Return every line below that contains the word "bare", copying each one in full.
--- begin Supplied data ---
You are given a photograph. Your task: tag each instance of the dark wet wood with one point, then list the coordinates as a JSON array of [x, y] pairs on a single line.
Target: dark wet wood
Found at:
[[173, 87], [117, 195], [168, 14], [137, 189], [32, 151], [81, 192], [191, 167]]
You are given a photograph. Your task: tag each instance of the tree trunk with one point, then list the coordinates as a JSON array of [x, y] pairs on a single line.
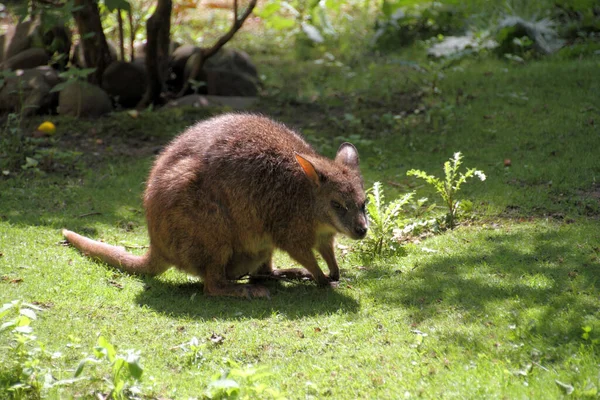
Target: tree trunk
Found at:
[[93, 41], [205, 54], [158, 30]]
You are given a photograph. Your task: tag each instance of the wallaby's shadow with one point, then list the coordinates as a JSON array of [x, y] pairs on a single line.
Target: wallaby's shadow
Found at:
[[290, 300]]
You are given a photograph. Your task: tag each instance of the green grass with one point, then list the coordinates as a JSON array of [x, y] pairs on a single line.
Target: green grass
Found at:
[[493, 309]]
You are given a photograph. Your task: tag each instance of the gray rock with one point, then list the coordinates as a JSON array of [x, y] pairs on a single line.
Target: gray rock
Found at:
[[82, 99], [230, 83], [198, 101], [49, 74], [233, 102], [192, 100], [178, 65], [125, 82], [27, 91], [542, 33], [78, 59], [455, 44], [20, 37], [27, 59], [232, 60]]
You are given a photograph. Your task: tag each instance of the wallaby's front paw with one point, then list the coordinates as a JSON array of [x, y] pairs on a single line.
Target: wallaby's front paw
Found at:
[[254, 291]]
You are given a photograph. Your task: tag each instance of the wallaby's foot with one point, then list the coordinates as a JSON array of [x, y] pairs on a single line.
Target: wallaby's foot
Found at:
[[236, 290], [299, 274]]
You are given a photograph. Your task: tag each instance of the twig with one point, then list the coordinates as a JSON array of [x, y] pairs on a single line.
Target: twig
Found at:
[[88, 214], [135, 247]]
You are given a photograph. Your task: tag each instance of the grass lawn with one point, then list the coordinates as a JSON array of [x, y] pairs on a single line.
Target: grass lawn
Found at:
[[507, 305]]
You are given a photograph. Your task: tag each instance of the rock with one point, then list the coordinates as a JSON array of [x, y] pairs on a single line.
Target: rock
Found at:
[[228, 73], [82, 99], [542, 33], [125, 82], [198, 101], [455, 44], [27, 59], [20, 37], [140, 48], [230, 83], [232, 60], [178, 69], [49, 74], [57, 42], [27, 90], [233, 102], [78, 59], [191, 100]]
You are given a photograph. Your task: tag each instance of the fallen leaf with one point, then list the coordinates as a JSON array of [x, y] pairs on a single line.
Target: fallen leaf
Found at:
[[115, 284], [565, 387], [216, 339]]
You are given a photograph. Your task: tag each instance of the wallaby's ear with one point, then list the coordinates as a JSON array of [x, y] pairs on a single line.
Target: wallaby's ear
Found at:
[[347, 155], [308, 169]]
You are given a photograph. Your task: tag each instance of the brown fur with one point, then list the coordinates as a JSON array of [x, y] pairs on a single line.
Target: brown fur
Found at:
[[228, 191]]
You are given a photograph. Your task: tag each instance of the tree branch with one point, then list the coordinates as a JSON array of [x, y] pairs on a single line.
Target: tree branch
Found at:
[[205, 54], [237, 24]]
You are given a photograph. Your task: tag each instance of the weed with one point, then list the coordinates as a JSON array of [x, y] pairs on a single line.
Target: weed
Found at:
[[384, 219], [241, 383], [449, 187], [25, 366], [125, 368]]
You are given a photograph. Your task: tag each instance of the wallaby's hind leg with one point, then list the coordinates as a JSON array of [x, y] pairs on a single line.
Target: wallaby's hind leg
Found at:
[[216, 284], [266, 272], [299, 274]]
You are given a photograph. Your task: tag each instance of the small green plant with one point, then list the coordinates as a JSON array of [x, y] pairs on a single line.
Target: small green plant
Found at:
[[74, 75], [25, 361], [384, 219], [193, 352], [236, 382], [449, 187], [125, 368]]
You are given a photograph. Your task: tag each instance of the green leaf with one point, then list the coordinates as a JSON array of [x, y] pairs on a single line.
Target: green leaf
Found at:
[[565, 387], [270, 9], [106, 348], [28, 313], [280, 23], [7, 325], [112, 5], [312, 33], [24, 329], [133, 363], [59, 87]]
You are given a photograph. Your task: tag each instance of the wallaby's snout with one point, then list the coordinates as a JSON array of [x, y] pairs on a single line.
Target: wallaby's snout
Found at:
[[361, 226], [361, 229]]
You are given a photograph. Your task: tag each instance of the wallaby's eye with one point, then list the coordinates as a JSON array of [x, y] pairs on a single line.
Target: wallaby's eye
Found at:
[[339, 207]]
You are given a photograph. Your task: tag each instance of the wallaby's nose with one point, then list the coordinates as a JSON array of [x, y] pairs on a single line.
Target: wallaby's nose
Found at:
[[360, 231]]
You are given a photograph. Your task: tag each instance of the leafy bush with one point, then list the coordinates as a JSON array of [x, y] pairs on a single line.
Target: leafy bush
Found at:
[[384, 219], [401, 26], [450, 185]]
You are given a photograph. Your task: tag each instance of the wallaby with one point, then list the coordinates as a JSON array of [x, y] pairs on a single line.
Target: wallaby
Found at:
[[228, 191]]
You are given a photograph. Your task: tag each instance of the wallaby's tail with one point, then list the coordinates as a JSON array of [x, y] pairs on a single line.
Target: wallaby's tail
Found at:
--- end Supplied data ---
--- begin Supplied data ---
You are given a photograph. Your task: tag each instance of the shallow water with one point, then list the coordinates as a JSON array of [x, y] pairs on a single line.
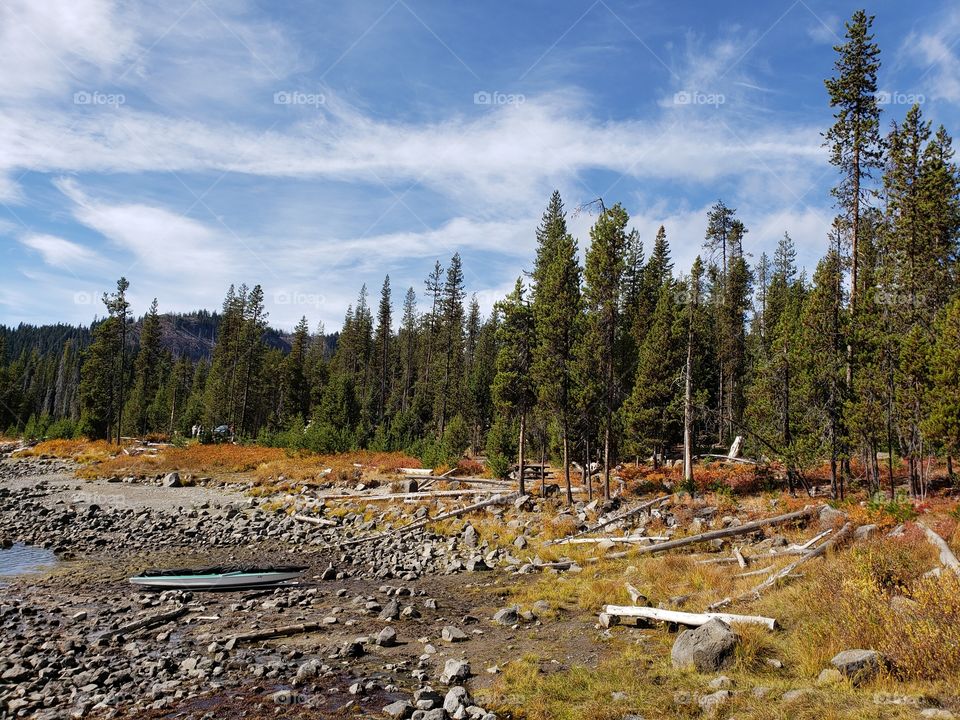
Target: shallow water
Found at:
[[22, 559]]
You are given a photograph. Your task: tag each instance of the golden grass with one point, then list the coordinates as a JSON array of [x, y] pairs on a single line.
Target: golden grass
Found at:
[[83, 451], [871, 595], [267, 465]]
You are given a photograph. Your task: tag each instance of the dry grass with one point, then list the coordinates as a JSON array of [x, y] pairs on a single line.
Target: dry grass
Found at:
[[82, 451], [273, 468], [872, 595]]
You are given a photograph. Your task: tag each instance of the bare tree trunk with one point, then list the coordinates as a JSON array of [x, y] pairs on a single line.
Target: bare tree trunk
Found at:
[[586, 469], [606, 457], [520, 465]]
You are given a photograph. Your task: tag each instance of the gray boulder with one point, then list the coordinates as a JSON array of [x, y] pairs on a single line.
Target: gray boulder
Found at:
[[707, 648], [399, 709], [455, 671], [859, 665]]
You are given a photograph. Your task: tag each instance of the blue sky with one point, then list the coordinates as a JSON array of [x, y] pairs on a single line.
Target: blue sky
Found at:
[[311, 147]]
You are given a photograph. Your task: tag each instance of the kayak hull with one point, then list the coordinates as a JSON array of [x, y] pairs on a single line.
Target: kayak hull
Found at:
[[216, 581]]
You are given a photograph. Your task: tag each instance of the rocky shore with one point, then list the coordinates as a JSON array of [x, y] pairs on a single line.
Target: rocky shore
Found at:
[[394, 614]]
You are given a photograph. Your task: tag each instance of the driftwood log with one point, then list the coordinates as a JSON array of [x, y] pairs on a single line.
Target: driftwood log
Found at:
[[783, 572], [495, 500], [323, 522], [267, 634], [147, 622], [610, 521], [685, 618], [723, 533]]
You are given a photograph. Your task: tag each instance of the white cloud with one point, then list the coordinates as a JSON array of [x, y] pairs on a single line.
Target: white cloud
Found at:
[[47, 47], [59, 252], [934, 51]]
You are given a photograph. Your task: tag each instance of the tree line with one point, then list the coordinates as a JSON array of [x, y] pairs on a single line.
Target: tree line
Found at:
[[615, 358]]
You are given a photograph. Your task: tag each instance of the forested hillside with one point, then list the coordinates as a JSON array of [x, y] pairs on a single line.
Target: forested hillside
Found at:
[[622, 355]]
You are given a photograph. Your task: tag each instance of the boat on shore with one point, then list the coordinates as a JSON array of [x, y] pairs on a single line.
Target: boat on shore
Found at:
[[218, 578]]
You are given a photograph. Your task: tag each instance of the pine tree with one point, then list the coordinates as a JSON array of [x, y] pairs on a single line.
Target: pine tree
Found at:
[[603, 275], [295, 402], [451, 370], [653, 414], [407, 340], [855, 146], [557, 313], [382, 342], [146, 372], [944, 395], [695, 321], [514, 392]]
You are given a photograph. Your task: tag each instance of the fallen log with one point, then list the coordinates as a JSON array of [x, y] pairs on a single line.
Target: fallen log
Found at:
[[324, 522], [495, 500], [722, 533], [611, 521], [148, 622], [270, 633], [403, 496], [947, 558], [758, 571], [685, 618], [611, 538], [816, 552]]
--- end Supplied data ---
--- begin Supplied data ---
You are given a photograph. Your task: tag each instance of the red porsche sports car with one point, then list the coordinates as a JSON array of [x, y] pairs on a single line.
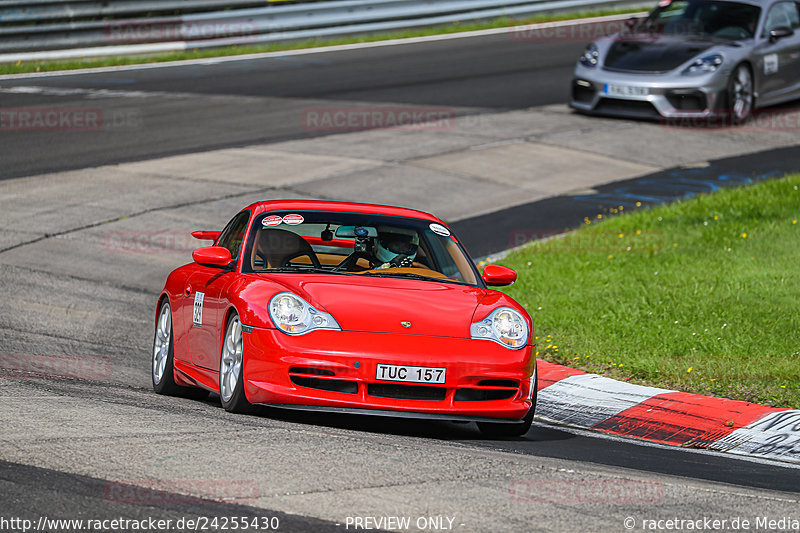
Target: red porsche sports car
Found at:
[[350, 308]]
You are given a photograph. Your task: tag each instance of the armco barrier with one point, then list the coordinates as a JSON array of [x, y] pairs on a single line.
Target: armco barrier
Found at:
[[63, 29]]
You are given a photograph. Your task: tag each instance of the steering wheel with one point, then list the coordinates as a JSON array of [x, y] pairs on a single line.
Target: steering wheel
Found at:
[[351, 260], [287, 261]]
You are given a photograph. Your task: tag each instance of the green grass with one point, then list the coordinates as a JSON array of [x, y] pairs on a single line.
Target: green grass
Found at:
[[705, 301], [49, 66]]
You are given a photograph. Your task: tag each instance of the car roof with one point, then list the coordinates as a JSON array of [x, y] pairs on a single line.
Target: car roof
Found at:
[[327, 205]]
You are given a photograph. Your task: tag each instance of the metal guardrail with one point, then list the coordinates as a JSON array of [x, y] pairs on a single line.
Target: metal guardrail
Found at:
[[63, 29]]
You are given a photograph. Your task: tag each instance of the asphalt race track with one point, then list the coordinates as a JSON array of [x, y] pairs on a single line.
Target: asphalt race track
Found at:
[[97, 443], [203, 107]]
--- end Supplied data ---
== Task output ==
You are given a photograph. Your task: tag each instance of the bare tree trunk with one point, then list the coordinates as a JSON array of [x, y] pairs on a single line.
Target: bare tree trunk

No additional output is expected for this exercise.